==== GEGEVEN TEKST ====
ECLI:NL:TADRSGR:2021:134 Raad van Discipline 's-Gravenhage 21-306/DH/DH/D

ECLI: ECLI:NL:TADRSGR:2021:134
Datum uitspraak: 19-07-2021
Datum publicatie: 11-08-2021
Zaaknummer(s): 21-306/DH/DH/D
Onderwerp:
  • Wat een behoorlijk advocaat betaamt, subonderwerp: Bezwaren van de deken
  • Wat een behoorlijk advocaat betaamt, subonderwerp: Bezwaren van de deken
Beslissingen: Waarschuwing
Inhoudsindicatie: Dekenbezwaar. Verweerster heeft bij een betaling aan haar cliënt vanaf de derdengeldenrekening de medebestuurder buitenspel gezet. De medebestuurder weigerde medewerking, omdat zij vermoedde dat sprake was van strijd met de Wwft. Verweerster ging er terecht van uit dat van dat laatste geen sprake was. Waarschuwing.

Beslissing van de Raad van Discipline in het ressort Den Haag van 19 juli 2021 in de zaak 21-306/DH/DH/D naar aanleiding van de klacht van:

de deken van de Orde van Advocaten

in het arrondissement Den Haag

ambtshalve

over:

verweerster

1    VERLOOP VAN DE PROCEDURE

1.1    Op 31 maart 2021 heeft de deken van de Orde van Advocaten in het arrondissement Den Haag (hierna: de deken) een bezwaar ingediend over verweerster.

1.2    De klacht is behandeld op de zitting van de raad van 7 juni 2021. Daarbij waren de deken en een stafmedewerker van het ordebureau aanwezig. Verweerster is deugdelijk opgeroepen, maar zonder bericht niet op de zitting verschenen.

1.3    De raad heeft kennisgenomen van het in 1.1 genoemde dekenbezwaar met bijlagen en van het verweer dat verweerster bij e-mail van 15 februari 2021 heeft gevoerd tegen het conceptdekenbezwaar.

2    FEITEN

2.1    Voor de beoordeling van de klacht gaat de raad, gelet op het klachtdossier en de op de zitting afgelegde verklaringen, uit van de volgende feiten.

2.2    Verweerster is sinds december 2016 voorzitter van de derdengeldenstichting van haar kantoor (hierna: de derdengeldenstichting). Mr. C is sinds november 2018 secretaris van de derdengeldenstichting.

2.3    Op 30 oktober 2019 heeft de rechtbank verstekvonnis gewezen in een zaak waarin verweerster de eisende partij (hierna: de cliënt) bijstond. De gedaagde partij is in het vonnis veroordeeld tot betaling van € 600.000,- te vermeerderen met rente en kosten.
==== DE GEGEVENS ====
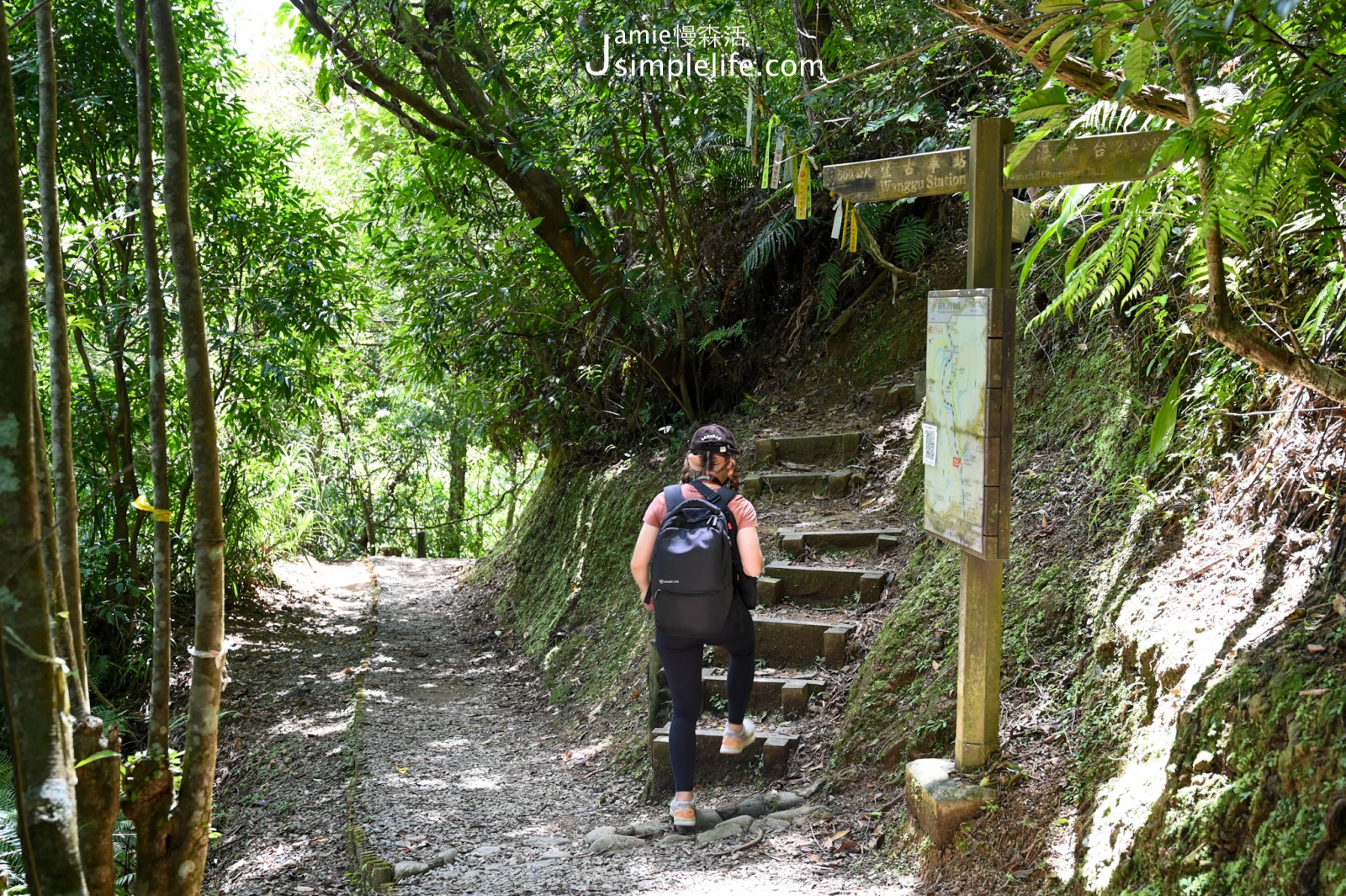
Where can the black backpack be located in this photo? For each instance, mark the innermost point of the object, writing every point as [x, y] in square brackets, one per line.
[695, 570]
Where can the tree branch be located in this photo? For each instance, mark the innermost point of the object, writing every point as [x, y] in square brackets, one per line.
[1074, 72]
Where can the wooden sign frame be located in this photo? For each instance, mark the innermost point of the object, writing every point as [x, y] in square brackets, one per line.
[991, 540]
[979, 170]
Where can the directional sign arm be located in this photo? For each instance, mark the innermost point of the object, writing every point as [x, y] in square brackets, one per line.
[1052, 163]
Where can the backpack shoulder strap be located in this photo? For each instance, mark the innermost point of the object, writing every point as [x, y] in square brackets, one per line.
[720, 498]
[672, 498]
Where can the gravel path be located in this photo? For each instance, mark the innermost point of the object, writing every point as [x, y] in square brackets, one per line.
[458, 755]
[461, 759]
[284, 745]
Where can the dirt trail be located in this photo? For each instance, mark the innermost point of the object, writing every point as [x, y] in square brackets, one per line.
[457, 752]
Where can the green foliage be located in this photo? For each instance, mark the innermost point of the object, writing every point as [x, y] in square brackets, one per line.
[11, 848]
[564, 586]
[909, 241]
[769, 245]
[1275, 124]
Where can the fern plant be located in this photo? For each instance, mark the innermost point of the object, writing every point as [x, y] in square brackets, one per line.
[11, 849]
[909, 241]
[831, 276]
[780, 235]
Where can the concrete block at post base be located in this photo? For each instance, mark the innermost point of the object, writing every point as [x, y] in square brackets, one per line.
[939, 802]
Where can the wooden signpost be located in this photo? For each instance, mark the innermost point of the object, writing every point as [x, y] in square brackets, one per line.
[979, 170]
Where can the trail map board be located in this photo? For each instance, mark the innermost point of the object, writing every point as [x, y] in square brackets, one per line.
[968, 366]
[964, 426]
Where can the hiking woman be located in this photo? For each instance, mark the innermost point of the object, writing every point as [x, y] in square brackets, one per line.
[710, 474]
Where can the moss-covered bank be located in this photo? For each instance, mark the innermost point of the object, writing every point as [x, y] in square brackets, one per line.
[565, 591]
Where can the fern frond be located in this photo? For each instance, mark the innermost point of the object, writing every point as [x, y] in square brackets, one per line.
[909, 241]
[778, 236]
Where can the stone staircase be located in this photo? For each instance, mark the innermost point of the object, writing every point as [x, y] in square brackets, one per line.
[807, 613]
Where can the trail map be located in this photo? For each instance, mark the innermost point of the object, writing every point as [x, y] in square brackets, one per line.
[956, 416]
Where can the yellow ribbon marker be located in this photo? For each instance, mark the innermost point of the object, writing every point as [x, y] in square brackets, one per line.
[161, 514]
[803, 195]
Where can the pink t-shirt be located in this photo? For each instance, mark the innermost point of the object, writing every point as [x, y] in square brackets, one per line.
[742, 509]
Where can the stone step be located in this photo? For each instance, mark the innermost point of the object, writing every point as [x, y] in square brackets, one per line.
[769, 693]
[834, 483]
[897, 397]
[796, 540]
[818, 586]
[774, 751]
[798, 642]
[832, 448]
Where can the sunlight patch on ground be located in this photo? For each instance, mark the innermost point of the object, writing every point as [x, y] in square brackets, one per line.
[1174, 630]
[778, 879]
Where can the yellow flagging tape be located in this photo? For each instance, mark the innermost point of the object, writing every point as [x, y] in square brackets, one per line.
[161, 514]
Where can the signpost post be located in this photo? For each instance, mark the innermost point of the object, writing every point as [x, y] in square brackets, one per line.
[979, 427]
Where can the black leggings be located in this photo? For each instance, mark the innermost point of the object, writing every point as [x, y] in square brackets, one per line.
[681, 658]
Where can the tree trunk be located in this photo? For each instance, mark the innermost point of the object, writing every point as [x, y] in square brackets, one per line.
[58, 339]
[34, 692]
[150, 783]
[1220, 321]
[190, 821]
[98, 801]
[457, 489]
[809, 34]
[513, 493]
[128, 453]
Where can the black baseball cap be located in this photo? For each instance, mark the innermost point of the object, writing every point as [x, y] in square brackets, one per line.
[715, 439]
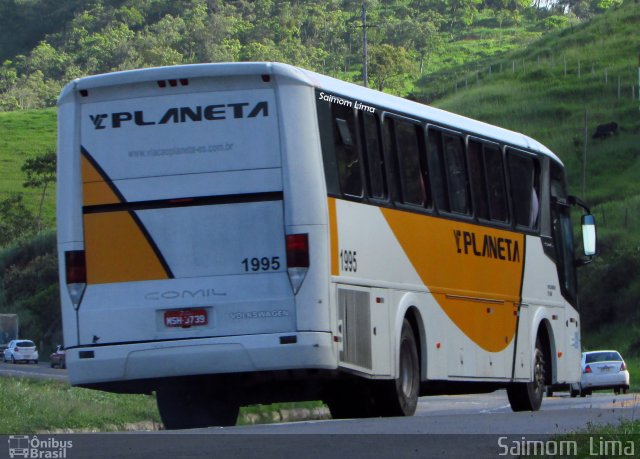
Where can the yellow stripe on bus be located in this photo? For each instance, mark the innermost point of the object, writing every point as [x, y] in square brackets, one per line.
[333, 234]
[117, 250]
[95, 189]
[474, 272]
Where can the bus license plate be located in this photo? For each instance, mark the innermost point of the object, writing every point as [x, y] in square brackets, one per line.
[185, 318]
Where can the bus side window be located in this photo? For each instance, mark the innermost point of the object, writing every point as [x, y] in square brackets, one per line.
[346, 148]
[436, 169]
[478, 179]
[373, 155]
[325, 125]
[524, 189]
[457, 174]
[412, 178]
[497, 194]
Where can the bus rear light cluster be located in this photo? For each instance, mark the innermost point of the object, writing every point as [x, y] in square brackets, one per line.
[297, 259]
[76, 274]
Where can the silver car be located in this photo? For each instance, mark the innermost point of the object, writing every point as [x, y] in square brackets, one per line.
[21, 350]
[602, 370]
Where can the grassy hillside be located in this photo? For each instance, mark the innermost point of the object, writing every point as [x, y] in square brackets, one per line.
[540, 99]
[25, 134]
[546, 90]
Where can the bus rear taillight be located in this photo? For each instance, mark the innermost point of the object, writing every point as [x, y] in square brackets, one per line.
[76, 271]
[297, 259]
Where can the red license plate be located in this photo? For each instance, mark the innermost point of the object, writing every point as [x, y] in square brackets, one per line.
[186, 318]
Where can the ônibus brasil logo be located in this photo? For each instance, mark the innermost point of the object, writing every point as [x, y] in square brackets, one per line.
[34, 447]
[176, 115]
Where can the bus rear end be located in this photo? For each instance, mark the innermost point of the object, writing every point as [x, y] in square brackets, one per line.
[175, 249]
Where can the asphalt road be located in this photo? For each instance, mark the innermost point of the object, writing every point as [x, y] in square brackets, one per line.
[42, 370]
[445, 426]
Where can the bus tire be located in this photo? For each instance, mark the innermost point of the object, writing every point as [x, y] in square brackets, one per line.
[528, 396]
[192, 406]
[400, 396]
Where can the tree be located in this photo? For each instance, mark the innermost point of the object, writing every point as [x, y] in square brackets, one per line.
[16, 221]
[388, 64]
[41, 171]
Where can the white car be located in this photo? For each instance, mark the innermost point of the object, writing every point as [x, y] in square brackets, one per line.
[21, 350]
[602, 370]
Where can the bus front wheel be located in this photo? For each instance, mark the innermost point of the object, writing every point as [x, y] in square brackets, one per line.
[190, 406]
[528, 396]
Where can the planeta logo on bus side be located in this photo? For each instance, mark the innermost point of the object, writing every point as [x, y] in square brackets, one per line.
[182, 115]
[501, 248]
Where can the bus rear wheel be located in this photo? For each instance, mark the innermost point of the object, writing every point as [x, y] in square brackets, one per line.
[528, 396]
[400, 396]
[190, 406]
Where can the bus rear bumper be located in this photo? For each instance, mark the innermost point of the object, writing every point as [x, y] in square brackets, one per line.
[236, 354]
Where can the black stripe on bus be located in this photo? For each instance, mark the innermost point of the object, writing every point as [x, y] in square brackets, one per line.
[153, 245]
[515, 338]
[123, 206]
[186, 202]
[102, 174]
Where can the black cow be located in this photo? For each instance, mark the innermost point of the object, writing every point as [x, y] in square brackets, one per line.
[605, 130]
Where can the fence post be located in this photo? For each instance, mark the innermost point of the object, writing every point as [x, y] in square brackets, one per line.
[626, 216]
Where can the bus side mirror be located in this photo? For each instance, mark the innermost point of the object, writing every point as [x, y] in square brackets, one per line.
[589, 235]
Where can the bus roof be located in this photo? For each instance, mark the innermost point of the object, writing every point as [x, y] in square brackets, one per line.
[333, 85]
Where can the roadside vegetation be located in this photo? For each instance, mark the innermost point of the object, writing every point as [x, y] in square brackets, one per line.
[37, 406]
[522, 65]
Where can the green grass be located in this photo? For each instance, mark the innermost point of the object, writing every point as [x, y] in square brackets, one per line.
[31, 406]
[23, 135]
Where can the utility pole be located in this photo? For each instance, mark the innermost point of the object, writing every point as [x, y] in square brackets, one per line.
[584, 157]
[365, 73]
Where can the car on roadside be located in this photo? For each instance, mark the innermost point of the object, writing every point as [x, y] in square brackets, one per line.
[602, 370]
[57, 359]
[21, 350]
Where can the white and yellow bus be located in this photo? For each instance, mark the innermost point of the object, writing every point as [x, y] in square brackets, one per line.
[253, 232]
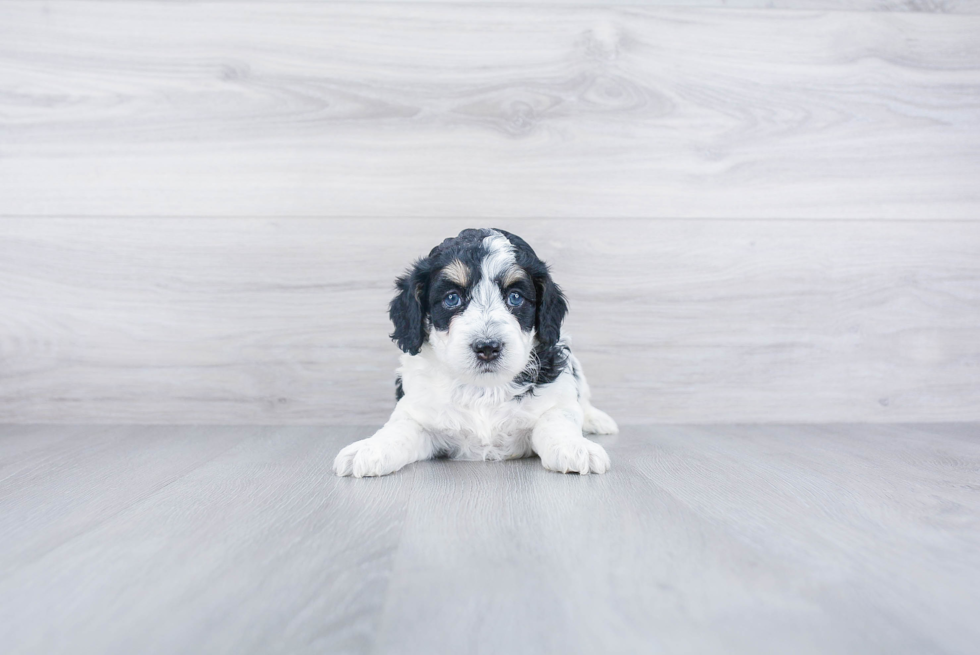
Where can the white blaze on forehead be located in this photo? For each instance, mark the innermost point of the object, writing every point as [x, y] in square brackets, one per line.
[500, 256]
[498, 260]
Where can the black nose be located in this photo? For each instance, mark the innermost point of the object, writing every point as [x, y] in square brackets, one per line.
[487, 351]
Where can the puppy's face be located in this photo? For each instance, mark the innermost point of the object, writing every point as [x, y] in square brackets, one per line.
[483, 302]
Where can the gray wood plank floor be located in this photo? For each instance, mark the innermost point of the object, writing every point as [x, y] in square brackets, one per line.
[726, 539]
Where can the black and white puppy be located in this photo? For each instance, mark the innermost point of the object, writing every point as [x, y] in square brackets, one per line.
[486, 374]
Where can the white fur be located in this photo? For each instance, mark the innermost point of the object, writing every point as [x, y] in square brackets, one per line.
[453, 407]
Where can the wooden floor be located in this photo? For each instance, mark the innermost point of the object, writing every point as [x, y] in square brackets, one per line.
[762, 211]
[748, 539]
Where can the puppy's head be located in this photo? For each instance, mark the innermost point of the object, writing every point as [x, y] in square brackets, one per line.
[483, 301]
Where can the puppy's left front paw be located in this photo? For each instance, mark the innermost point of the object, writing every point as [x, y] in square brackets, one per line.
[576, 456]
[365, 458]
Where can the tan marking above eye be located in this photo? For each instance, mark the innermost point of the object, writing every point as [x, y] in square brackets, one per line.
[513, 274]
[457, 272]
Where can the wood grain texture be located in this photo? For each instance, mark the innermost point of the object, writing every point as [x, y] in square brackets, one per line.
[260, 549]
[285, 321]
[707, 539]
[722, 539]
[346, 110]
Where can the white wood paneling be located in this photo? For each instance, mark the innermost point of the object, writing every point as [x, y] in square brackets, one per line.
[323, 109]
[285, 321]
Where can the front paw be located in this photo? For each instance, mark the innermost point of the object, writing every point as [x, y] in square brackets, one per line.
[366, 458]
[575, 455]
[598, 422]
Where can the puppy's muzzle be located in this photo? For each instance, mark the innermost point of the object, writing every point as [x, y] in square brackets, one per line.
[487, 351]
====
**OPDRACHT:**
Neem uit de tuchtrechtelijke uitspraak letterlijk het gedeelte over dat loopt van "1    VERLOOP VAN" tot en met "de volgende feiten.". De items spelen hierbij geen enkele rol.

**UW ANTWOORD:**
1    VERLOOP VAN DE PROCEDURE

1.1    Op 31 maart 2021 heeft de deken van de Orde van Advocaten in het arrondissement Den Haag (hierna: de deken) een bezwaar ingediend over verweerster.

1.2    De klacht is behandeld op de zitting van de raad van 7 juni 2021. Daarbij waren de deken en een stafmedewerker van het ordebureau aanwezig. Verweerster is deugdelijk opgeroepen, maar zonder bericht niet op de zitting verschenen.

1.3    De raad heeft kennisgenomen van het in 1.1 genoemde dekenbezwaar met bijlagen en van het verweer dat verweerster bij e-mail van 15 februari 2021 heeft gevoerd tegen het conceptdekenbezwaar.

2    FEITEN

2.1    Voor de beoordeling van de klacht gaat de raad, gelet op het klachtdossier en de op de zitting afgelegde verklaringen, uit van de volgende feiten.